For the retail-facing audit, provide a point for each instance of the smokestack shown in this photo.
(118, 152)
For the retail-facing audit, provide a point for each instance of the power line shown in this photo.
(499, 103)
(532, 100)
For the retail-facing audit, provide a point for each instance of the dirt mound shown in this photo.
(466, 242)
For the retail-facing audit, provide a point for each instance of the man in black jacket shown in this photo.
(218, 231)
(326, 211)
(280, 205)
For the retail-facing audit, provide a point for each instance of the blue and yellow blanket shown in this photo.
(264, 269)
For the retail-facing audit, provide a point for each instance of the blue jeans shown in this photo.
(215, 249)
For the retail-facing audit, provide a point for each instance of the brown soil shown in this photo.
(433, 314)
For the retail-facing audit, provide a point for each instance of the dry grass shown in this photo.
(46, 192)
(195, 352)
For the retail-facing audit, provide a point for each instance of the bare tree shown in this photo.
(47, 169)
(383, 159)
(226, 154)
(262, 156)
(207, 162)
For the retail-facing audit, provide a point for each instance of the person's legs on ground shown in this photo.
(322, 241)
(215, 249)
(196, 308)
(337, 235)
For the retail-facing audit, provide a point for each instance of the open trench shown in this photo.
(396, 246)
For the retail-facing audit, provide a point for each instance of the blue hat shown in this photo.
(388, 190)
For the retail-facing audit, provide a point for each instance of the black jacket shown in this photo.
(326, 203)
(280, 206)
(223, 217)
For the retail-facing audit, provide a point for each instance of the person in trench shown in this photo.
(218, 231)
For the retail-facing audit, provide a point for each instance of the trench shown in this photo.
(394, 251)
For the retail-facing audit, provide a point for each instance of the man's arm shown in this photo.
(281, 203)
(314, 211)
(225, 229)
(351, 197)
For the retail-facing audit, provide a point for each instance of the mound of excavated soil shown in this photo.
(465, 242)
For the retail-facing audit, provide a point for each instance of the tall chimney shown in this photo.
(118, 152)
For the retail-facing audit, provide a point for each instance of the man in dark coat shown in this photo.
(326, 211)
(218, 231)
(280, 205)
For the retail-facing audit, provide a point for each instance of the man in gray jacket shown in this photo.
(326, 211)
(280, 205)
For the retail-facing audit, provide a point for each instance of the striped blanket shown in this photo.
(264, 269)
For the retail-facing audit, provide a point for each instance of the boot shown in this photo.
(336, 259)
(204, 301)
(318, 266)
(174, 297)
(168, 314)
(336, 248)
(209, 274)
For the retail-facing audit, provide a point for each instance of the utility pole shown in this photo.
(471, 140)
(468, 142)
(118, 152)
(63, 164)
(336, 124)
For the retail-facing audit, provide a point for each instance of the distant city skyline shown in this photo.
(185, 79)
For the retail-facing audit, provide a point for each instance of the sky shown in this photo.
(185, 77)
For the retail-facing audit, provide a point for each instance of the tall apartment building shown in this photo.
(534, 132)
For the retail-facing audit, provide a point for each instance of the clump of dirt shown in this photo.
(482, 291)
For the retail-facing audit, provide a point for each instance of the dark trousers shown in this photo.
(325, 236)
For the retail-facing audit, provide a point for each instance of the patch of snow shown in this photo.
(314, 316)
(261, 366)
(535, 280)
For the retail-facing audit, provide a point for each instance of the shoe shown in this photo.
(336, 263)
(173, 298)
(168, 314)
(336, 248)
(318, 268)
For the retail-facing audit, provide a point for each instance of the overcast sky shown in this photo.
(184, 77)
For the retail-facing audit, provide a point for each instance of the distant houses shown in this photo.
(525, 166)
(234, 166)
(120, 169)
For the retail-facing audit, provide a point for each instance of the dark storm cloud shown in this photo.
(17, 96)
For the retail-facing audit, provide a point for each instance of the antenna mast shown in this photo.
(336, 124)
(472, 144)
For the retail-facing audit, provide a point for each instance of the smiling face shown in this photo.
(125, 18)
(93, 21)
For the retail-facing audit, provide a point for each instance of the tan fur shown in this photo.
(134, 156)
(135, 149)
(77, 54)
-=-=-=-=-
### Exercise task
Rewrite the listing from the line containing "fur shown in this photo." through the end of the listing, requests included, adding -4 to every coordinate in the answer points.

### Exercise solution
For the retail-facing audit, provide a point for each instance of the tan fur shown in this photo.
(130, 152)
(131, 145)
(73, 50)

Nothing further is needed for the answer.